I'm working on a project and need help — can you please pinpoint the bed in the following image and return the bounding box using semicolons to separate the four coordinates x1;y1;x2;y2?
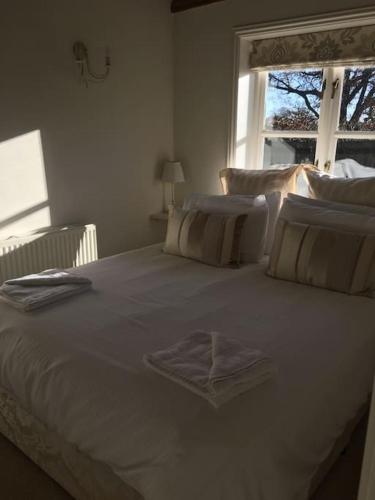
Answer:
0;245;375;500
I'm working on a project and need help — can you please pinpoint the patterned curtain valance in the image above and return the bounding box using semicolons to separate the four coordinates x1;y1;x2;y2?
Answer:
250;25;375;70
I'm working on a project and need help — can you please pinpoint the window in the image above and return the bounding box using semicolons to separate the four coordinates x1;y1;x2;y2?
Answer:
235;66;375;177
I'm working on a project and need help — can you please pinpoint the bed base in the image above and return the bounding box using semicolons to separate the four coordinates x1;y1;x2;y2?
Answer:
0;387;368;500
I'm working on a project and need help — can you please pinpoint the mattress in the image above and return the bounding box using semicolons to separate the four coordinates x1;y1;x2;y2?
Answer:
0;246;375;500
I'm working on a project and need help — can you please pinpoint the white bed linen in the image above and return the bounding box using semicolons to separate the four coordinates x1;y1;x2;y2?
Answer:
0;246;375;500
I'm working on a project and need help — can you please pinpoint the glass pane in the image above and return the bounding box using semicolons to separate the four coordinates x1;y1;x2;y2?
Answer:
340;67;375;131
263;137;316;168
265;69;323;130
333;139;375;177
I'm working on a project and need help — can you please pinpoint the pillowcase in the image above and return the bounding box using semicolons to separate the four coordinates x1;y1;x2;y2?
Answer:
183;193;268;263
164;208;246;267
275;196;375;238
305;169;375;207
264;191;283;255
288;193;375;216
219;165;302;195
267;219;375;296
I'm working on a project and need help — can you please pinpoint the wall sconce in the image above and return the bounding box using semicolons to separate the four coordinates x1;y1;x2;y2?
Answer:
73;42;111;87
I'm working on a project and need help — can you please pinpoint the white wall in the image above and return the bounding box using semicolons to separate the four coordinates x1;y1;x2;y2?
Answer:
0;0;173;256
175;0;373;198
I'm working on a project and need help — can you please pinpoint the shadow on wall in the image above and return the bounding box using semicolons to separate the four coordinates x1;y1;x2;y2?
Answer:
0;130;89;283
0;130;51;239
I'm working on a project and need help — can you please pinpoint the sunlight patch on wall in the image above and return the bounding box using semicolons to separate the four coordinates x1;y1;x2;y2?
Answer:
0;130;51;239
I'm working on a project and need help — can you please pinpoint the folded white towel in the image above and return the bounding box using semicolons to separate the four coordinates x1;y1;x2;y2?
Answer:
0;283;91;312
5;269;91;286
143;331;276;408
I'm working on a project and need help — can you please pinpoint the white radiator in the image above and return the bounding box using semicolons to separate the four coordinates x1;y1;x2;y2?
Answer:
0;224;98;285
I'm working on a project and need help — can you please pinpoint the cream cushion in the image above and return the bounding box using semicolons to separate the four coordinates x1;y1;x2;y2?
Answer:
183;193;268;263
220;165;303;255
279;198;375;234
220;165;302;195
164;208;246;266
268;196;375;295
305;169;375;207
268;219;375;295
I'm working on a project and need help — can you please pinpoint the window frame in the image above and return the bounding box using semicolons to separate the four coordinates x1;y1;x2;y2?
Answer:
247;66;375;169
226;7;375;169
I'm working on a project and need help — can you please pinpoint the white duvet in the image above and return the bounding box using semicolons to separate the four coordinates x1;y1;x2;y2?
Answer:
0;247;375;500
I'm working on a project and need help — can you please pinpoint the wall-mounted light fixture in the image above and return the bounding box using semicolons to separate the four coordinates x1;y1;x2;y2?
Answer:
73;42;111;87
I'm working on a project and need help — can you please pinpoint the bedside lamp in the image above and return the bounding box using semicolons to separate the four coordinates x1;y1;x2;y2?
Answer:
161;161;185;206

* * *

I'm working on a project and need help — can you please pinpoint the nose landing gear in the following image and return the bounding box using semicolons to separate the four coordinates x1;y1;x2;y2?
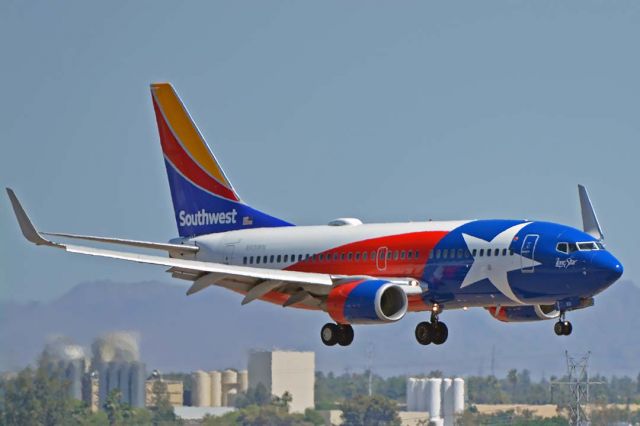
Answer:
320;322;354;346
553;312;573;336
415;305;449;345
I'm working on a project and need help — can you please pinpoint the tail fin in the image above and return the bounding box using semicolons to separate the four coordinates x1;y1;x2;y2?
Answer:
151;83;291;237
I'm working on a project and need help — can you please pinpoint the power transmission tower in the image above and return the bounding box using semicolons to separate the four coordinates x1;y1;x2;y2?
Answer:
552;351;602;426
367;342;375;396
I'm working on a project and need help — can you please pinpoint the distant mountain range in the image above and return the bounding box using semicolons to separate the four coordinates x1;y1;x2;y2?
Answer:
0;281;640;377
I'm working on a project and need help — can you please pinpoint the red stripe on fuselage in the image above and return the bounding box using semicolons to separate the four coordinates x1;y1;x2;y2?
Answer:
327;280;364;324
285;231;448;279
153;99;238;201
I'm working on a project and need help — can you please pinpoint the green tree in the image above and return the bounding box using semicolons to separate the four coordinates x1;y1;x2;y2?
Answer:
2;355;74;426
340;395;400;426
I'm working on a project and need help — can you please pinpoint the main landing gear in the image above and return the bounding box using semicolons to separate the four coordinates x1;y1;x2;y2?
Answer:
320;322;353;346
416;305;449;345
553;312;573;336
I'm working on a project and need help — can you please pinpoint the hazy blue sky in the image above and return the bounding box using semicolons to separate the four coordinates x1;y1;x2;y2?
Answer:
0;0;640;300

Prompt ▸ Rescale the section that opens with the line containing "pinpoint the glass" and closes with the line containing "333;139;375;177", both included, by rewriting every line in it, request rows too, with each bounding-box coordinate in the answers multiplied by 2.15 and rounded to a whole number, halves rounded up. Return only those lines.

Reply ▸
I'm working on a project and need help — can you please pinpoint the glass pane in the image above and return the bounding box using semicolons to separate the four coordinates x1;y1;x2;y2?
Answer:
731;144;806;282
565;295;679;361
570;148;694;280
716;299;806;381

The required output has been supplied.